▶ [Kutipan Terpilih]:
Sosok.ID - Jatuhya Sriwijaya Air SJ 182 mengingatkan tentang banyaknya insiden kecelakaan pesawat di Indonesia dalam beberapa waktu terakhir.
Indonesia bahkan masuk dalam jajaran ranking 10 besar untuk negara dengan kecelakaan sipil terbanyak sejak tahun 1945.
Media asing lantas menyoroti, bahwa Indonesia memiliki banyak faktor penyebab kecelakaan udara.
Mulai dari cuaca di Indonesia yang sangat tidak stabil, hingga kelalaian maskapai dan awak kabin.
Tragedi Sriwijaya Air SJ 182 sontak kembali membuka memori kelam tentang insiden penerbangan di Indonesia.
Sebelumnya, kecelakaan besar juga terjadi saat Lion Air JT 610 rute Jakarta-Pangkal Pinang jatuh pada 29 Oktober 2018.
Menurut data dari Aviation Safety Network, sebelum jatuhnya Sriwijaya Air SJ 182 ada 697 korban kecelakaan pesawat di Indonesia dalam 10 tahun terakhir, termasuk pesawat militer dan pribadi.
Lalu kenapa pesawat Indonesia sering jatuh?

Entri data

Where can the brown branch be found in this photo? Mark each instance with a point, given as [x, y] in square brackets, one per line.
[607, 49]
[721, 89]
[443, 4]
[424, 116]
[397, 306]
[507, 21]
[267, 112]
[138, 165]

▶ [Butir Tugas A]:
Jawablah pertanyaan berikut berdasarkan teks tentang kecelakaan pesawat di Indonesia.
(i) Apa rute Lion Air JT 610 yang jatuh?
(ii) Kapan Lion Air JT 610 jatuh?
(iii) Berapa jumlah korban kecelakaan pesawat di Indonesia dalam 10 tahun terakhir sebelum jatuhnya Sriwijaya Air SJ 182 menurut Aviation Safety Network?
▶ [Butir Tugas B]:
Ganti "maskapai" dengan "perusahaan penerbangan" pada bagian teks tentang kecelakaan pesawat di Indonesia yang dimulai dari "Indonesia bahkan masuk" dan berakhir pada "Indonesia sering jatuh?", lalu tuliskan bagian itu kembali.
▶ [Butir Tugas C]:
Lanjutkan teks tentang kecelakaan pesawat di Indonesia mulai dari kalimat terakhirnya.

▶ [Hasil Tugas A]:
(i) Jakarta-Pangkal Pinang
(ii) 29 Oktober 2018
(iii) 697 korban

▶ [Hasil Tugas B]:
Indonesia bahkan masuk dalam jajaran ranking 10 besar untuk negara dengan kecelakaan sipil terbanyak sejak tahun 1945.
Media asing lantas menyoroti, bahwa Indonesia memiliki banyak faktor penyebab kecelakaan udara.
Mulai dari cuaca di Indonesia yang sangat tidak stabil, hingga kelalaian perusahaan penerbangan dan awak kabin.
Tragedi Sriwijaya Air SJ 182 sontak kembali membuka memori kelam tentang insiden penerbangan di Indonesia.
Sebelumnya, kecelakaan besar juga terjadi saat Lion Air JT 610 rute Jakarta-Pangkal Pinang jatuh pada 29 Oktober 2018.
Menurut data dari Aviation Safety Network, sebelum jatuhnya Sriwijaya Air SJ 182 ada 697 korban kecelakaan pesawat di Indonesia dalam 10 tahun terakhir, termasuk pesawat militer dan pribadi.
Lalu kenapa pesawat Indonesia sering jatuh?

▶ [Hasil Tugas C]:
Menurut media Amerika Serikat (AS) Bloomberg dalam artikel berjudul "Jet Crash Adds to Long List of Aviation Disasters in Indonesia", ada dua faktor utama yang menyebabkan insiden itu.
Pertama, faktor cuaca buruk bisa menjadi penyebabnya.
"Indonesia, salah satu negara kepulauan terluas di Bumi, dengan pulau-pulau yang berjajar sepanjang London hingga New York, memiliki salah satu insiden badai petir dan sambaran petir terbanyak," tulis Bloomberg.
Media yang didirikan pada 1 Oktober 1981 itu juga menyebutkan, kota Bogor pernah mengalami badai petir selama 322 hari dalam satu tahun pada 1988.
"Ada juga letusan gunung berapi, yang memuntahkan gumpalan abu ke udara yang bisa tersedot mesin jet, menyebabkan kerusakan," lanjut Bloomberg dalam artikelnya pada Minggu (10/1/2021).
Media yang berbasis di New York itu mencontohkan letusan Gunung Agung di Bali pada 2019, yang membuat sejumlah penerbangan dialihkan dan dibatalkan.
Faktor cuaca sendiri juga berdampak pada tertundanya penerbangan Sriwijaya Air SJ 182 selama 1 jam.
Kedua, Bloomberg mengungkap faktor komunkasi sebagai penyebab kenapa pesawat Indonesia sering jatuh.
Contohnya insiden AirAsia pada Desember 2014 yang berangkat dari Surabaya.
Pilot Indonesia dan kopilot dari Perancis gagal menangani kendala di auto-pilot, sehingga pesawat terjun ke laut.
Bloomberg menutup pemberitaannya dengan data pesawat Boeing 737-500 yang mengalami 8 kecelakaan dengan total 220 korban tewas, menurut Aviation Safety Network.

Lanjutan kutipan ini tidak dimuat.